GOAL OF THE EXERCISE: Display every line of the items below that contains the string "insect", reproducing each such line in full. Treat the match as case-sensitive.

LISTED RECORDS:
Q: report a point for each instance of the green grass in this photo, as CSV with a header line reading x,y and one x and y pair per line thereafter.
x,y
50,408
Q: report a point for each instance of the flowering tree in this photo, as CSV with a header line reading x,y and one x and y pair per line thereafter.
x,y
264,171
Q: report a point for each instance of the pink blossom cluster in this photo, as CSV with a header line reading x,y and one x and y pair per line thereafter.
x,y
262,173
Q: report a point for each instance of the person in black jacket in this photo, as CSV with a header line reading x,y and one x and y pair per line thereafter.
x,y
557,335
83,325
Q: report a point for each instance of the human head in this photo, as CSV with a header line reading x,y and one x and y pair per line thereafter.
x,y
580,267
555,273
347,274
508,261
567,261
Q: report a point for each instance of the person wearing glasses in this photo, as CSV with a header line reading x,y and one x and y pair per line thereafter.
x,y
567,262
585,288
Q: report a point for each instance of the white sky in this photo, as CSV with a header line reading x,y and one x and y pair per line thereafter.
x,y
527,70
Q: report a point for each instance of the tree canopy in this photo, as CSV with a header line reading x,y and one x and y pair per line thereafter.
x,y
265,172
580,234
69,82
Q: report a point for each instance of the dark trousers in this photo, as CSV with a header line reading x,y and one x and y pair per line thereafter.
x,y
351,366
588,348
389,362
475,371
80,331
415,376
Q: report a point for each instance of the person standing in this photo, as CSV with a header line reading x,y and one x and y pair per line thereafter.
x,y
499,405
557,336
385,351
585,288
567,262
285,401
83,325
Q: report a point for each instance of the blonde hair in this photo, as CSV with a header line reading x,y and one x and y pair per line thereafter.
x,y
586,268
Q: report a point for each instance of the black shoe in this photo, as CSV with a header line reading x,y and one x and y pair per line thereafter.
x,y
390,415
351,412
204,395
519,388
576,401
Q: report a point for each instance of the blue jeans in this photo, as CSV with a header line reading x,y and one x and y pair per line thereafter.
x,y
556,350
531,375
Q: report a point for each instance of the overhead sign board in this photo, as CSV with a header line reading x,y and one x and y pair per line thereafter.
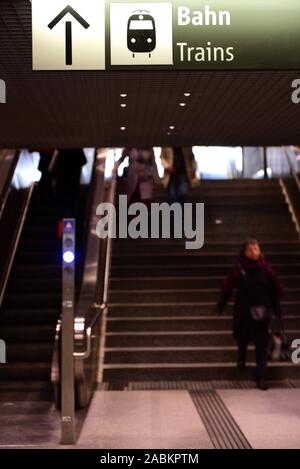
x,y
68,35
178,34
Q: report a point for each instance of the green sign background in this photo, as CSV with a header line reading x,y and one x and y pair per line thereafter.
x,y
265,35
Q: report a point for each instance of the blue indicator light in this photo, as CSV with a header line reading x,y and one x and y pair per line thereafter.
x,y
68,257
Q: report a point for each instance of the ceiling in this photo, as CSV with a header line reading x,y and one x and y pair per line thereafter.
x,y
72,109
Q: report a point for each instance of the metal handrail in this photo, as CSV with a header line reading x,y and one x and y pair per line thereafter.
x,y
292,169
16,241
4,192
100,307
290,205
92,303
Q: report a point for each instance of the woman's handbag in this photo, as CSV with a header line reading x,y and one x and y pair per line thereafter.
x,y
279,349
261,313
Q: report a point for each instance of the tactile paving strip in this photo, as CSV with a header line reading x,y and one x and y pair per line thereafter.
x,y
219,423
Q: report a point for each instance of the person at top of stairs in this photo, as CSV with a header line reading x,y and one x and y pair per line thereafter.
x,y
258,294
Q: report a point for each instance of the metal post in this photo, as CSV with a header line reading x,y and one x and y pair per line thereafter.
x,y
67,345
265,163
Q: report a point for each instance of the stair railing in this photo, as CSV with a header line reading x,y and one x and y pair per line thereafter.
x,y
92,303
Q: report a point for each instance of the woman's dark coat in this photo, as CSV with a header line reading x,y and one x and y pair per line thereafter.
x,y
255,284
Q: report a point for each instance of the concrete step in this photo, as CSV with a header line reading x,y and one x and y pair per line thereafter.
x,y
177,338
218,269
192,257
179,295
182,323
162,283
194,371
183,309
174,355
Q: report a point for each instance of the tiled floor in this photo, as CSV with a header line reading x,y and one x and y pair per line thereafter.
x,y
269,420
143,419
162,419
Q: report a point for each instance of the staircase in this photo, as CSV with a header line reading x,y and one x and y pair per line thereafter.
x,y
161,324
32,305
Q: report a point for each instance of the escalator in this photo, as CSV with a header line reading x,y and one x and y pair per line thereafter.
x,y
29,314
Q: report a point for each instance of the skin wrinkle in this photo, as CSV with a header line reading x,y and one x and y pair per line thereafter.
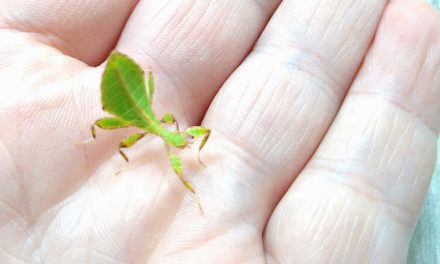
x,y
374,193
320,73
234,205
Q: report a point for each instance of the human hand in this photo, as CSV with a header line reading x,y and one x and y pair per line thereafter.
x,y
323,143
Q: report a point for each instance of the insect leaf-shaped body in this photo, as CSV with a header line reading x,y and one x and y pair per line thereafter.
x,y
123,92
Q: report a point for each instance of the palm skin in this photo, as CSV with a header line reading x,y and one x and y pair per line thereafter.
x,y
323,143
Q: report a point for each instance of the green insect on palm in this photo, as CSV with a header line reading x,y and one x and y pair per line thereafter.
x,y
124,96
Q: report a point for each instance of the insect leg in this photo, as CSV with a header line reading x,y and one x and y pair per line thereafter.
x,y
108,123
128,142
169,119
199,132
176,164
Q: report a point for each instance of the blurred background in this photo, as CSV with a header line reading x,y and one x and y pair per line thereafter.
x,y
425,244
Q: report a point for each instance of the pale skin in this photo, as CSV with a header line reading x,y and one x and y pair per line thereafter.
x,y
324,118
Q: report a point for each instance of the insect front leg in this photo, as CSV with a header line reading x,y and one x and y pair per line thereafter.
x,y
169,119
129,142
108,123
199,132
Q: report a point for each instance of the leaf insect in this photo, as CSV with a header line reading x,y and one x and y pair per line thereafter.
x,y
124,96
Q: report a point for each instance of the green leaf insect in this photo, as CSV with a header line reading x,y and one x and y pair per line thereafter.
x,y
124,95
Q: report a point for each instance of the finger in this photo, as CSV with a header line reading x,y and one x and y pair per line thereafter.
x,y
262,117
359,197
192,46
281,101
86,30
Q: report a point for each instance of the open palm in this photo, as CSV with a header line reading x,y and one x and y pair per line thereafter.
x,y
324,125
---
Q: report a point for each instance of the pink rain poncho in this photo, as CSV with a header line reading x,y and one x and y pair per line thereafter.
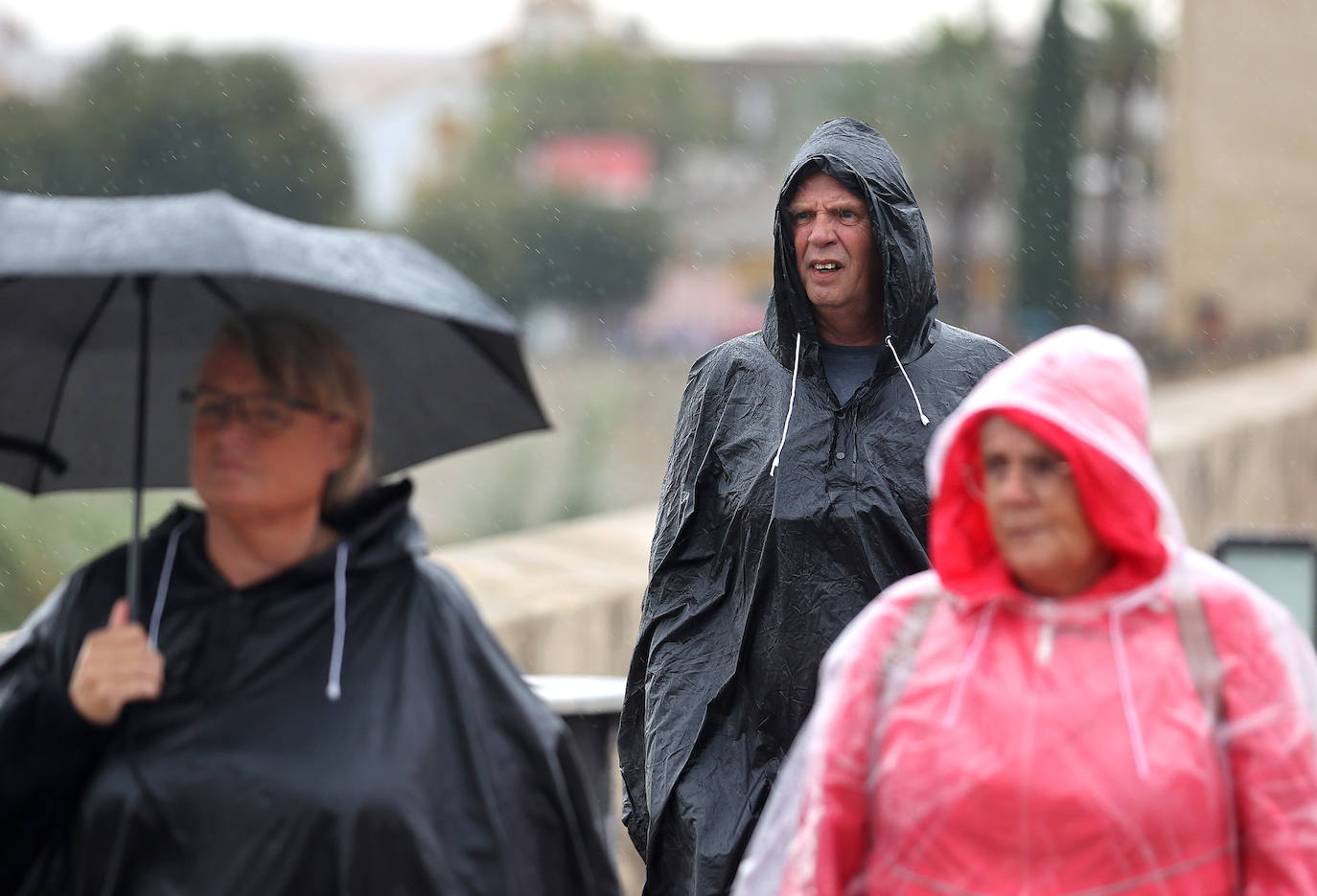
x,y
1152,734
--
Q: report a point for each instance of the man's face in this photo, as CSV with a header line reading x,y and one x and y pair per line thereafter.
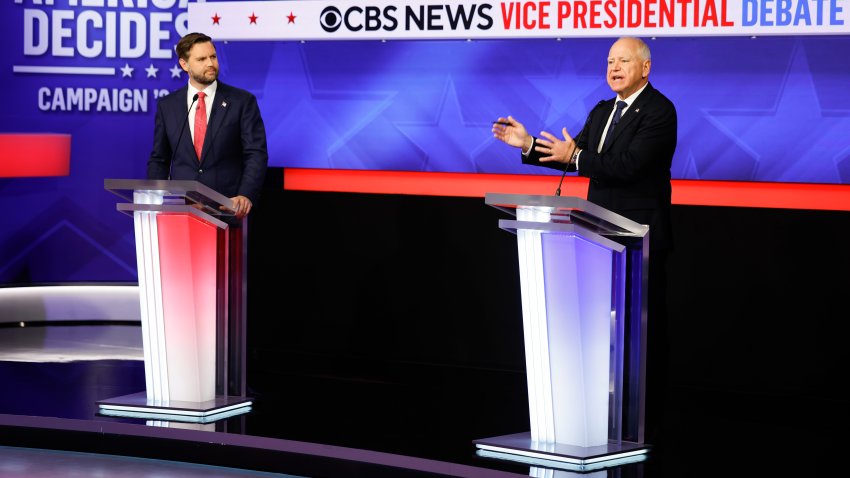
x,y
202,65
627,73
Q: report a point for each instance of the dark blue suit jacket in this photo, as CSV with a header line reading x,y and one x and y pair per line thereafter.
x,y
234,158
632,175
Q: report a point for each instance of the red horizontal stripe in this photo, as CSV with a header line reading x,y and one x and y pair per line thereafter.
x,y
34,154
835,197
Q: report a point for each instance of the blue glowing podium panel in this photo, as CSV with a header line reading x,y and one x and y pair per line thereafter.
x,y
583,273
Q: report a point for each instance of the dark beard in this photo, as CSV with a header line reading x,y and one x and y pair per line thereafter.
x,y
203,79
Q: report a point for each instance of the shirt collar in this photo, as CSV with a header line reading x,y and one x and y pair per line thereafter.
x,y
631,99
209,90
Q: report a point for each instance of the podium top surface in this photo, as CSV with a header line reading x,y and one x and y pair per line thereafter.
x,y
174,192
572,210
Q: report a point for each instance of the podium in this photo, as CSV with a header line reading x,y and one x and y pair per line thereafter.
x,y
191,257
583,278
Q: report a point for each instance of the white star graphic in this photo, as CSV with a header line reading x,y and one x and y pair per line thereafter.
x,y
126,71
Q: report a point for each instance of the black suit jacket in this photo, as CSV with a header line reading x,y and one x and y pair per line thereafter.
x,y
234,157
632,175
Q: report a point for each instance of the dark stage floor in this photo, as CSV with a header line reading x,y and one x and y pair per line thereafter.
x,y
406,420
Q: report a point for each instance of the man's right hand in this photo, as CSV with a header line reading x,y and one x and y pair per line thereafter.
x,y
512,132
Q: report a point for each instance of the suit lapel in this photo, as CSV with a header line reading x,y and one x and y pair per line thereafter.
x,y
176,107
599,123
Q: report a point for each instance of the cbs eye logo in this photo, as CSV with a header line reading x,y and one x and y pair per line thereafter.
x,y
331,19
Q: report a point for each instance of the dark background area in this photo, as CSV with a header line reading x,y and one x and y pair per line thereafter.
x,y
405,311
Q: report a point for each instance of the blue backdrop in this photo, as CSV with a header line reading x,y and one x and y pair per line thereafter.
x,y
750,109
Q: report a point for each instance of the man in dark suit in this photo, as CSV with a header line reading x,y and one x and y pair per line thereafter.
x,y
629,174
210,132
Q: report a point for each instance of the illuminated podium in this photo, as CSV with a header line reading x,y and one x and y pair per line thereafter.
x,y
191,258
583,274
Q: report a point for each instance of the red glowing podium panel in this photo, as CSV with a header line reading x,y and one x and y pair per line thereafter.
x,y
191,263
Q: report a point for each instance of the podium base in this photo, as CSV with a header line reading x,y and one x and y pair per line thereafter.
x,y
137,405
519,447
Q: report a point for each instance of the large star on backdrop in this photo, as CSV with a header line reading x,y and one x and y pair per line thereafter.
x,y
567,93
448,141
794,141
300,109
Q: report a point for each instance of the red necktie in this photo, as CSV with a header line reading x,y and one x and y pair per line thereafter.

SOLUTION BELOW:
Q: report a point for each instance of the insect leaf-shaped body in this photo, as CSV with a header line reading x,y and one x and y pair per line thereafter.
Q: report a point for each instance of the green insect on palm in this photo, as CSV with a header line reading x,y and one x and y pair per line thereafter.
Q: report a point for each instance of the insect leg in this photo, as CSV with a header line reading x,y and one x and y pair per line thereafter.
Q: report a point for each instance of the insect front leg in this photo, as CSV with a header line reading x,y and one x and y pair per line thereafter.
Q: report a point for each instance of the leaf insect in this photo, as CSV with a header line reading x,y and one x and y pair per line thereafter.
Q: report a point for each instance of the green leaf insect in this photo, as CSV with a header line reading x,y and one x and y pair per line thereafter.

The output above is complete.